STATED GOAL: Rewrite every line of the records below as a numbered list, leaving out blank lines and the pictures.

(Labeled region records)

===

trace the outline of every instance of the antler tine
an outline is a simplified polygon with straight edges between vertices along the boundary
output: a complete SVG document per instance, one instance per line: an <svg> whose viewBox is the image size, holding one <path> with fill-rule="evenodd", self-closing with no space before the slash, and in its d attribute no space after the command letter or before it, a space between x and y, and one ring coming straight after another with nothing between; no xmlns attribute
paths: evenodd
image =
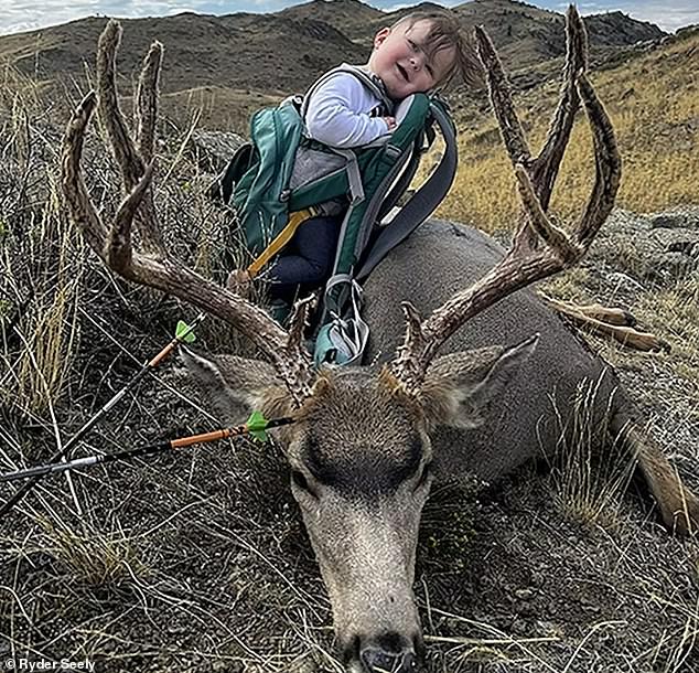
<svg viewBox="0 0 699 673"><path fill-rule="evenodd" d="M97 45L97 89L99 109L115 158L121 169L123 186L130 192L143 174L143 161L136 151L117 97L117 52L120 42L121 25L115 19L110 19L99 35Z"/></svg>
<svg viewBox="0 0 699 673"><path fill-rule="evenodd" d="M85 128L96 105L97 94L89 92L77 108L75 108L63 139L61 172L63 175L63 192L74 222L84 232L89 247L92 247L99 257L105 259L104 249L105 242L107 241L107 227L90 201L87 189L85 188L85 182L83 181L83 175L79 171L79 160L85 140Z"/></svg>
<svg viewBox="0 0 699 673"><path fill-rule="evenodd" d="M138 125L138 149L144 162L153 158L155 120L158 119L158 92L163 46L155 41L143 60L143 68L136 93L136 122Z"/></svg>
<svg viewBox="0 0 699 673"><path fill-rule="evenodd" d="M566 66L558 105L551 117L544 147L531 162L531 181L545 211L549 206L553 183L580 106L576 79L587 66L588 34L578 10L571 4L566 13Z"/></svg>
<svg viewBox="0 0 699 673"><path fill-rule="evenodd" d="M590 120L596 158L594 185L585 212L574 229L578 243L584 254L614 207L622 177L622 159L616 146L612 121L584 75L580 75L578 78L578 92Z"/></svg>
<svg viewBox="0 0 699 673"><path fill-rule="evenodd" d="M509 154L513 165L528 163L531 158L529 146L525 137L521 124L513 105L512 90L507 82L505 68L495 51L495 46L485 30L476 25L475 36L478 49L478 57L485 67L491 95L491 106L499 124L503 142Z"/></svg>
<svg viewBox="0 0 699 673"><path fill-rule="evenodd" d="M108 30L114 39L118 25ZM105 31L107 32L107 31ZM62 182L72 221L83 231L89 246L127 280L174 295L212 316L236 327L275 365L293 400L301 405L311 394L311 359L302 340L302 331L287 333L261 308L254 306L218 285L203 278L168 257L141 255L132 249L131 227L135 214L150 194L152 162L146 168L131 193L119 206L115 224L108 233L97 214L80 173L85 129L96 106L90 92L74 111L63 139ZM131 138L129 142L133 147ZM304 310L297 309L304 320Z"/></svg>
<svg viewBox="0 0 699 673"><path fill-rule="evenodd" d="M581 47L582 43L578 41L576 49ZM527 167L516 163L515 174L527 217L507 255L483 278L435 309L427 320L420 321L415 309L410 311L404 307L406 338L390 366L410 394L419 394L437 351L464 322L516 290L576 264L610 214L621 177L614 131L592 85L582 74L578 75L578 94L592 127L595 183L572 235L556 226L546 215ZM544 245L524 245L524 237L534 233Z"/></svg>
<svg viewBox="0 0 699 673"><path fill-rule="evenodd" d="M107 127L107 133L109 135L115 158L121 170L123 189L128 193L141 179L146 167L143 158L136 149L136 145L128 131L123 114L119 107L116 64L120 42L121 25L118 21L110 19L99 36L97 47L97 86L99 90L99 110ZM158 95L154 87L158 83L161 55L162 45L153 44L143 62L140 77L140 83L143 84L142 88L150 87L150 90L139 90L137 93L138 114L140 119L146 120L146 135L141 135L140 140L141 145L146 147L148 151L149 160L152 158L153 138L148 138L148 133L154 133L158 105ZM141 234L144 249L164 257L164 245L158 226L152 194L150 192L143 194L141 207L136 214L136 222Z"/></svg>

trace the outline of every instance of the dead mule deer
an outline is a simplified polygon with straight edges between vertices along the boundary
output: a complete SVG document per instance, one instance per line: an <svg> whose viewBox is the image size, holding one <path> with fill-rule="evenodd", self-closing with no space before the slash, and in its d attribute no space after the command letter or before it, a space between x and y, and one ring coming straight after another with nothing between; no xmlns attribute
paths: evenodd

===

PROBLEM SOLUTION:
1. trace the outline of every instance of the antler tine
2. an outline is a simplified polygon with straight edges between vertices along the boundary
3. output: a complete SVG document per instance, one instance per line: an <svg> whose viewBox is the image size, holding one <path> with fill-rule="evenodd", self-closing with no space before the slash, and in its d attribute no space after the command letter or before it, a space between x and y, and one ring coming straight after another with nothing between; no xmlns attribute
4. paths: evenodd
5. image =
6. <svg viewBox="0 0 699 673"><path fill-rule="evenodd" d="M97 45L97 89L99 109L115 158L121 169L123 186L130 192L143 174L143 161L136 151L117 97L117 52L120 42L121 25L115 19L110 19L99 35Z"/></svg>
7. <svg viewBox="0 0 699 673"><path fill-rule="evenodd" d="M85 128L96 105L97 94L89 92L77 108L75 108L63 139L61 172L63 175L63 192L74 222L84 232L89 247L92 247L99 257L105 259L104 249L105 242L107 241L107 227L90 201L87 189L85 188L85 182L83 181L83 175L79 171L79 160L85 140Z"/></svg>
8. <svg viewBox="0 0 699 673"><path fill-rule="evenodd" d="M138 125L138 149L144 162L153 158L155 120L158 119L158 92L163 46L155 41L143 60L143 68L136 93L136 122Z"/></svg>
9. <svg viewBox="0 0 699 673"><path fill-rule="evenodd" d="M566 66L558 105L551 117L544 147L531 162L531 181L545 211L549 206L553 183L580 106L576 79L587 66L588 34L578 10L571 4L566 13Z"/></svg>
10. <svg viewBox="0 0 699 673"><path fill-rule="evenodd" d="M590 120L596 158L594 185L585 212L574 229L578 243L584 254L614 207L622 177L622 159L616 146L612 121L584 75L580 75L578 78L578 92Z"/></svg>
11. <svg viewBox="0 0 699 673"><path fill-rule="evenodd" d="M509 154L513 165L528 163L531 158L529 146L525 137L521 124L513 105L512 90L507 82L505 68L495 51L495 46L485 30L476 25L475 36L478 49L478 57L485 67L491 95L491 106L499 124L503 142Z"/></svg>
12. <svg viewBox="0 0 699 673"><path fill-rule="evenodd" d="M108 30L114 39L118 25ZM105 31L107 32L107 31ZM62 182L72 221L83 231L89 246L127 280L174 295L212 316L236 327L275 365L293 400L301 405L311 394L311 359L302 340L302 331L287 333L261 308L254 306L218 285L203 278L168 257L141 255L132 249L131 227L135 214L150 194L152 162L146 168L131 193L119 206L115 224L108 233L97 214L80 173L85 129L96 106L90 92L74 111L63 139ZM131 138L129 142L133 147ZM304 310L297 309L304 320Z"/></svg>
13. <svg viewBox="0 0 699 673"><path fill-rule="evenodd" d="M581 47L582 43L578 41L576 49ZM527 167L516 163L515 174L527 217L507 255L483 278L435 309L427 320L420 321L415 309L410 311L404 307L406 338L390 366L410 394L419 394L437 351L464 322L516 290L576 264L610 214L621 177L614 131L592 85L582 74L578 75L578 94L592 127L595 183L572 235L556 226L546 215ZM544 245L524 245L524 237L534 233Z"/></svg>
14. <svg viewBox="0 0 699 673"><path fill-rule="evenodd" d="M107 127L107 133L109 135L115 158L121 170L123 189L128 193L141 179L146 167L143 158L136 149L136 145L128 131L123 114L119 107L116 64L120 42L121 25L118 21L110 19L99 36L97 47L97 86L99 90L99 110ZM158 95L154 87L158 83L161 55L162 45L153 44L143 62L140 77L140 83L143 84L142 88L150 87L150 90L139 90L137 93L138 114L140 119L146 120L146 135L141 135L140 140L141 145L146 147L148 151L149 160L152 158L153 138L148 138L148 133L154 133L158 105ZM141 234L144 249L164 257L164 245L158 226L152 194L150 192L143 194L141 207L136 214L136 222Z"/></svg>
15. trace the outline of every instance of the dead mule deer
16. an outline is a simplified polygon with straight edges between vertices along the boundary
17. output: a complete SVG document per instance, one instance per line: an <svg> whose viewBox is the image size, holding one <path> with fill-rule="evenodd", self-closing with no space before the slash, and in its d attribute no space after the command letter or before it, a space between x and y, and one ring coming straight after another with nothing between; no xmlns attribute
18. paths: evenodd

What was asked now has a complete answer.